▶ EXERCISE OBJECTIVE:
Please find every line in the entries below that contains the word "leaf" and copy each of those lines in full.

▶ EXERCISE DATA:
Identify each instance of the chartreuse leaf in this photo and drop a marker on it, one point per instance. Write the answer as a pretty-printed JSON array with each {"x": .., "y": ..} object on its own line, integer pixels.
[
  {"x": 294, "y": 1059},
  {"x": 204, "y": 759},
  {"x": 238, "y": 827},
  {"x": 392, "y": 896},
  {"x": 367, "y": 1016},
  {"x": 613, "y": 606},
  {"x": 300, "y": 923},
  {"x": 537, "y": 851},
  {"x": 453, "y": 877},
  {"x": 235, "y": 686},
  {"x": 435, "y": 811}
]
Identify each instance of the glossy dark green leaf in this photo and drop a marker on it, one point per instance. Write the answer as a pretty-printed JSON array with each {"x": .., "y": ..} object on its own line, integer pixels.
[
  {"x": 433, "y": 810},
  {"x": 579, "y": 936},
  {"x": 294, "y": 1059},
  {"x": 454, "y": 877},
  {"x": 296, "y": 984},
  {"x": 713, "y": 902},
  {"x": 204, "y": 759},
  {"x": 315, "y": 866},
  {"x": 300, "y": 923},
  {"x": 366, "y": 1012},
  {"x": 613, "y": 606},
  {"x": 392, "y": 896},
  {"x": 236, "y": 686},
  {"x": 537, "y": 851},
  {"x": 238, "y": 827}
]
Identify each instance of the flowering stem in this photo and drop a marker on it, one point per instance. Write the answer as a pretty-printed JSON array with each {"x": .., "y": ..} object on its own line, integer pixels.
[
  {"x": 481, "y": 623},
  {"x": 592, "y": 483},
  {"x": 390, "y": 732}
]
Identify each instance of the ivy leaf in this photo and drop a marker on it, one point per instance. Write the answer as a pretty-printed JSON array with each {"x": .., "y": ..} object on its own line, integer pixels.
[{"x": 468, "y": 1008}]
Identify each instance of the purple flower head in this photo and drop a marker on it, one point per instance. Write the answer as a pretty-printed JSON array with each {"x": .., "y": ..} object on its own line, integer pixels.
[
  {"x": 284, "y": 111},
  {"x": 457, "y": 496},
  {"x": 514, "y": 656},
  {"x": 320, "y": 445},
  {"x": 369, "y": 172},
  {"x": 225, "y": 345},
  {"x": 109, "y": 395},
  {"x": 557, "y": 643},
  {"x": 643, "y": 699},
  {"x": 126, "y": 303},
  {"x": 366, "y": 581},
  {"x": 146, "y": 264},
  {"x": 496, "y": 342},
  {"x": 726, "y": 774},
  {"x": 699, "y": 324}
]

* * *

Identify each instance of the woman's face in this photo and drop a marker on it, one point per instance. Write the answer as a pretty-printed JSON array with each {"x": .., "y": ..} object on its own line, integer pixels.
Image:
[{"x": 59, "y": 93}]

▶ COMPLETE OUTPUT:
Identify each instance of the chartreuse leaf in this photo and drop a marker on it, one point per instance. Write the answer as a pretty-printed JSON array with each {"x": .., "y": ..} object on its own line, integer pixels.
Identify each instance of the glossy dark green leaf in this photo and drop a marker on it, one point per instance. Write the answer as a pretty-printed JSON array with each {"x": .., "y": ..} object on its own line, integer pixels.
Identify each instance of the ivy leaf in this photo and drop a marker on it, one point per instance. Write the answer as a pretty-printed JSON array with each {"x": .., "y": ..} object on its own line, integer pixels.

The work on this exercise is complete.